======== Document passage ========

Storm King


Mercy reopened less than four years after the tornado.
Courtesy HKS

On May 22, 2011 a tornado tore through the small town of Joplin, Missouri, killing 161 people and triggering the largest insurance payout in state history. Damages neared $3 billion. One of the more than 900 buildings destroyed or badly damaged was St. John’s Mercy Regional Medical Center. The EF5 tornado ripped apart St. John’s roof and ravaged its structural systems, rendering it useless during the disaster’s aftermath. Its owner and operator, the Catholic healthcare conglomerate Mercy, wasted no time in their response.

“I was home having dinner with my family when I got the phone call,” said Norman Morgan, HKS principal in charge of the project. “We said, ‘we’ll do whatever we can to be there.’”

HKS has a long working relationship with Mercy, whose Joplin facility was one of only two hospitals in the city serving the population of 50,000. But Morgan said the Joplin job was unlike any they had taken on before. Mercy gave the design team two tasks: provide shelter for an immediate response, and help the town recover long-term by erecting a new hospital as soon as possible.

“You had to get something that was at least temporary, and then you also had to be thinking three years out, five years out for a replacement,” said Ryan Felton, project director for McCarthy Building Companies, who noted the construction firm “had boots on the ground within 24 hours after the tornado.”


Working out of a vacant warehouse nearby, they had a 160,000-square-foot modular hospital up and running less than one year later. Using a combination of federal emergency relief money, the old hospital’s insurance claim, and the healthcare company’s own capital dollars, Mercy enlisted HKS to draft a disaster-resilient replacement facility totaling 890,000 square feet that could be designed and built in less than four years.

“That commitment and that promise really set the stage,” said Felton. They opened the new hospital in March. “It was pretty emotional to hear everyone’s speeches,” said Felton. “We’re standing here three years later and there’s a facility behind them ready to open doors.”

Mercy’s reconstruction became a kind of real-life case study for disaster resilient design. The design team reviewed all kinds of standards for high winds, borrowing from the International Code Council’s committee on storm shelters, Federal Emergency Management Agency standards, and the building code from hurricane-prone Miami-Dade County.

Hospital wreckage became emblematic of the tornado’s destruction.
Courtesy McCarthy Building Companies

During the tornado, 200-mile-per-hour winds ripped up the hospital’s ballasted roof, turning building materials into projectiles that shattered windows. The only hospital unit with intact glass after the storm was outfitted with high-impact laminated glass, which became standard throughout the building in the new design. Intensive care units and other parts of the hospital sheltering immobile patients got extra reinforcement in the form of premium windows designed for wind gusts up to 250 miles per hour. The old hospital’s precast exteriors also survived, so the new building features sturdy, precast facade and structural components—systems that helped accelerate construction.

======== Data shown ========

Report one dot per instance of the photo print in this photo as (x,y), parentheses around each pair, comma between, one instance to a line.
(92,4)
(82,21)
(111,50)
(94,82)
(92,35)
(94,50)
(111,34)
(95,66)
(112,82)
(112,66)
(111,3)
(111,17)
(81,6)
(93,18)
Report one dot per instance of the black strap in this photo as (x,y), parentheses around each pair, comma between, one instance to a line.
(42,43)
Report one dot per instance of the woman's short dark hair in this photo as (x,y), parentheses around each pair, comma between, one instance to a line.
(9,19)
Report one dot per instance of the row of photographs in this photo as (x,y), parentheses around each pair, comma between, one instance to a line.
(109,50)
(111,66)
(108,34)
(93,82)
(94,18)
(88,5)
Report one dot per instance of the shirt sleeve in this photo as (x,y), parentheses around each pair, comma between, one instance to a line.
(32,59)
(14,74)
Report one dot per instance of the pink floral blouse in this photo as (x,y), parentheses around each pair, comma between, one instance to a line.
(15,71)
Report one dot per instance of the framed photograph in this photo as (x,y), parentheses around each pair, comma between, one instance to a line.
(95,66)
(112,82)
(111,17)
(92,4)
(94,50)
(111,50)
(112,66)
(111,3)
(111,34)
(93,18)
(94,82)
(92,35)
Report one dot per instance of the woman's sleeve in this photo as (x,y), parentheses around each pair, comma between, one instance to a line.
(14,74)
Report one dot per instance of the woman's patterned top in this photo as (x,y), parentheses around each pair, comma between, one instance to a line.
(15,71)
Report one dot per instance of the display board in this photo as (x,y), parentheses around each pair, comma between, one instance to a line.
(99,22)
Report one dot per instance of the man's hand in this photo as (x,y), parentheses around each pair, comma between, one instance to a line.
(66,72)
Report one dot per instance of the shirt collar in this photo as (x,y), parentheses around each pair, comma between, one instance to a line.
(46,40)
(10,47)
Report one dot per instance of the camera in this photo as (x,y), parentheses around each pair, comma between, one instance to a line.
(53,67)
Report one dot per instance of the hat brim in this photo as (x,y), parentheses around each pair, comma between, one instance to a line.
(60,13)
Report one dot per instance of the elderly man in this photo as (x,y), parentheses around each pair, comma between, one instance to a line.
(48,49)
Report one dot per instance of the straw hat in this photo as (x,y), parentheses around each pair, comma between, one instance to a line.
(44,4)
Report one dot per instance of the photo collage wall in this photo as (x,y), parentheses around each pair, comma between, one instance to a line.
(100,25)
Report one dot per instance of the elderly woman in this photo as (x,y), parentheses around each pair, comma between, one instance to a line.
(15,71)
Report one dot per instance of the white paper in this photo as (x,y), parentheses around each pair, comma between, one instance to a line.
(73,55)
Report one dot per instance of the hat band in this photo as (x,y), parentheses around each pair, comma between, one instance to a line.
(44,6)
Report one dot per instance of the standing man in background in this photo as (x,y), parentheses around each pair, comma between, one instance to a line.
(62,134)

========
======== Data shown ========

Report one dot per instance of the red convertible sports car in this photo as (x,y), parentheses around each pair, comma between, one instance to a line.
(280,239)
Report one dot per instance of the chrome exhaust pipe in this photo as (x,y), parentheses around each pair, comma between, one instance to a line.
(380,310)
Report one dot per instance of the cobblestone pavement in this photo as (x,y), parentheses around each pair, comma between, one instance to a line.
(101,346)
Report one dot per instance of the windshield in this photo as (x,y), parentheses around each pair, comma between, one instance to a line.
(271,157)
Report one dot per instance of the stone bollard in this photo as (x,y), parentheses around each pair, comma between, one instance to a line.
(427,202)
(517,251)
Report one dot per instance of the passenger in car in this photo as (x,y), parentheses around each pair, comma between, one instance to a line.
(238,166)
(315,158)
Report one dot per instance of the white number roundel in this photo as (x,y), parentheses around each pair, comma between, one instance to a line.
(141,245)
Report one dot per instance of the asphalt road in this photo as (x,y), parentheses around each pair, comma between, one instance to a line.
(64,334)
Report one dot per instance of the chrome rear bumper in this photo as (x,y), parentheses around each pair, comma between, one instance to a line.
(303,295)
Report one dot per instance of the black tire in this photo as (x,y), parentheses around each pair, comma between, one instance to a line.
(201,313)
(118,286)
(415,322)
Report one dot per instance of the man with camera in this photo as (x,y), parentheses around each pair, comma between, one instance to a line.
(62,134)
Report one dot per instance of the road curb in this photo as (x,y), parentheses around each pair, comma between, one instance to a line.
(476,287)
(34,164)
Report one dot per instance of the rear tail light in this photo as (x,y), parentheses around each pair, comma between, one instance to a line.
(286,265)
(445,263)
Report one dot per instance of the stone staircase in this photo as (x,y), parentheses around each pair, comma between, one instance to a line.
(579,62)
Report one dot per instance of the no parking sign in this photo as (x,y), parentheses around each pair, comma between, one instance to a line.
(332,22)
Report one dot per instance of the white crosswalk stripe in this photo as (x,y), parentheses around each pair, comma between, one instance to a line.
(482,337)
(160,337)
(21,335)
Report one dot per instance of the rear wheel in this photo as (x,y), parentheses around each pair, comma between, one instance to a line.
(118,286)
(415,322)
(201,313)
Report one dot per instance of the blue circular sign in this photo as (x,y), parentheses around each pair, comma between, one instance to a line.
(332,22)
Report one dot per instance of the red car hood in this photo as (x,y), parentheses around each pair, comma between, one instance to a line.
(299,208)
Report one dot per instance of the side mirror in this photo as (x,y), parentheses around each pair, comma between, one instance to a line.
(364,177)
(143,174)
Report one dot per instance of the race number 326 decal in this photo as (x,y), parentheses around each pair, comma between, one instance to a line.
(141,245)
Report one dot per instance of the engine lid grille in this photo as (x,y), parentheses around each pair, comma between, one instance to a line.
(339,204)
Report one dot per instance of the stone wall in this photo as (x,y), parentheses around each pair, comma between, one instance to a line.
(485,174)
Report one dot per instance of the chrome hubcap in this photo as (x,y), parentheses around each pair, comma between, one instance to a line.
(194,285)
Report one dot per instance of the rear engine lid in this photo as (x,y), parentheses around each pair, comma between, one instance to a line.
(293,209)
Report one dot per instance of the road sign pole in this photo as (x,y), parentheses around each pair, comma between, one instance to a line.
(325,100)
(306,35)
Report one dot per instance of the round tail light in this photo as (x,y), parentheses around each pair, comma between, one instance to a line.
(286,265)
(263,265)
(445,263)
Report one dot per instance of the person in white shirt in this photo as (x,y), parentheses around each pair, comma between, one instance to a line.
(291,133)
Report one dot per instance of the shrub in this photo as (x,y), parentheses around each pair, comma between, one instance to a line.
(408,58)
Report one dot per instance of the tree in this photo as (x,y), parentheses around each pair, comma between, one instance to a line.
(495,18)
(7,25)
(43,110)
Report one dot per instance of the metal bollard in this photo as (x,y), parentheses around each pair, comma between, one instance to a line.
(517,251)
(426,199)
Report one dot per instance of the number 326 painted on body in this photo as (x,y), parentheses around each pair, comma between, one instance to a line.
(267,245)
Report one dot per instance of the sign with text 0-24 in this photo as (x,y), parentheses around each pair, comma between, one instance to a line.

========
======== Data shown ========

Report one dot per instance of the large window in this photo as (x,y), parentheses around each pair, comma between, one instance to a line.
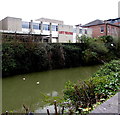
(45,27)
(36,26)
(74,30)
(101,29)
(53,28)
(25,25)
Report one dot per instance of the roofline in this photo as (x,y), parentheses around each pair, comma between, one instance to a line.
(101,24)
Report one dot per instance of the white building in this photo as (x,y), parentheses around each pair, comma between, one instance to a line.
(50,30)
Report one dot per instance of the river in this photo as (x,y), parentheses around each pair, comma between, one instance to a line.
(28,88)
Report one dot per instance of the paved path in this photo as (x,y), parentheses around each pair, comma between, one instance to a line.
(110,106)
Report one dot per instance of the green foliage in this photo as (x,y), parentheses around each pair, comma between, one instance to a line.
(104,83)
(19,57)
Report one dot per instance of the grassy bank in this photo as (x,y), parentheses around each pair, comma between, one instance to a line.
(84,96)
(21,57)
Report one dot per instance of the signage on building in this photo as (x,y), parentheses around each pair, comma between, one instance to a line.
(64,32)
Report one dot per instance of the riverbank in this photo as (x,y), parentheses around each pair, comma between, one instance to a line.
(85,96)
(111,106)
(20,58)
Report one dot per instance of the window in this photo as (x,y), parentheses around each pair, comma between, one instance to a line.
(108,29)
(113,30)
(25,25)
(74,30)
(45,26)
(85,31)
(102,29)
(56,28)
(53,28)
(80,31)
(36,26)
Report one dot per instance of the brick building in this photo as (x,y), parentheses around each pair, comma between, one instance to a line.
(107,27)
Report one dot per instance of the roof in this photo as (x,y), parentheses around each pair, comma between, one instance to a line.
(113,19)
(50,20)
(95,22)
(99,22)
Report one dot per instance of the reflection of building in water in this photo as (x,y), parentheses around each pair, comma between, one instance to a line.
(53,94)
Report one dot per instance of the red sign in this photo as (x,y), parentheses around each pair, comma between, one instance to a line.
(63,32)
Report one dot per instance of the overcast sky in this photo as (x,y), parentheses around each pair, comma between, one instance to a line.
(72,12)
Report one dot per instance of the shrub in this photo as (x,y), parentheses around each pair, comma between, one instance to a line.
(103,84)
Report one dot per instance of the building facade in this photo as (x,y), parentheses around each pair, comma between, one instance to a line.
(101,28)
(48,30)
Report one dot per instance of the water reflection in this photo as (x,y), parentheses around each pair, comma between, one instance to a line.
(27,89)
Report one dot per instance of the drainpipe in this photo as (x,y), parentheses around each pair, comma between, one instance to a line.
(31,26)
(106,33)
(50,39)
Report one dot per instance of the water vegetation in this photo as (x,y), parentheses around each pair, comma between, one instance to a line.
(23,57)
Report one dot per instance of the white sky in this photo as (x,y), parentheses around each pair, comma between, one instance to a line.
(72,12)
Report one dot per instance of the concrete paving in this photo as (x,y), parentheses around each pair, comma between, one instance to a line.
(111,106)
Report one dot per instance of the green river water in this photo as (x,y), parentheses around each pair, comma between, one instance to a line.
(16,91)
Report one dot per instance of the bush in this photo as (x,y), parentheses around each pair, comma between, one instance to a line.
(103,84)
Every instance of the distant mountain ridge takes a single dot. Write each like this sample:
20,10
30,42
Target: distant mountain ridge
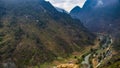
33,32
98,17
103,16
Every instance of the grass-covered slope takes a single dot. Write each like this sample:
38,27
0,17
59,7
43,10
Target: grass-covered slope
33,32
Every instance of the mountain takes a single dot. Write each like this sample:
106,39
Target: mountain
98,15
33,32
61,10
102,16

========

> _Exercises_
(1) According to the article on rebuilding Joplin's hospital, how many people did the May 22, 2011 tornado kill?
(2) In the article on rebuilding Joplin's hospital, take the part that opens with the words containing "Courtesy McCarthy Building" and closes with "helped accelerate construction.", and write it out with "projectiles" switched to "missiles".
(3) Resume the article on rebuilding Joplin's hospital after the tornado, carrying on from its last sentence.

> _Answers below_
(1) 161 people.

(2)
Courtesy McCarthy Building Companies

During the tornado, 200-mile-per-hour winds ripped up the hospital’s ballasted roof, turning building materials into missiles that shattered windows. The only hospital unit with intact glass after the storm was outfitted with high-impact laminated glass, which became standard throughout the building in the new design. Intensive care units and other parts of the hospital sheltering immobile patients got extra reinforcement in the form of premium windows designed for wind gusts up to 250 miles per hour. The old hospital’s precast exteriors also survived, so the new building features sturdy, precast facade and structural components—systems that helped accelerate construction.

(3)
Though new, the recently reopened Mercy hospital retains some local legacy. They were able to salvage some materials from the wreckage, reusing stone, travertine tile, and wooden crosses from the old hospital’s chapel. During the tornado, debris destroyed the building’s mechanical systems, throwing the air handling units into nearby generators and knocking out the power. In the new building, HKS enclosed Mercy’s mechanical equipment in the penthouse instead of on the roof, and imbedded the backup generators into a hillside 450 feet from the main site. Safe zones on each floor, stocked with emergency supplies like shovels and flashlights, are available for patients and staff caught in a future, worst-case scenario catastrophe.

Joplin became a proving ground for disaster-resilient design.
Courtesy McCarthy Building Companies

“It’s hard to say you’re going to resist every tornado,” said HKS’ Morgan, adding that no design can truly be tornado-proof. “But we’re doing everything we can so we don’t have the disaster we had in 2011.” Felton said the disaster-resilient elements of Mercy’s design only increased its price tag by a marginal 3 percent.

“I think we’ll see much more of it as we’re looking at other hospitals around the country, people are asking us about these features,” said Morgan. “It was very touching to see that Mercy made the commitment to bring this hospital back. It has really helped bring life back to Joplin. Three years ago you wouldn’t have thought this community would have withstood this. For an architect to be a part of that, fulfilling that, it’s at the top of my list of my career.”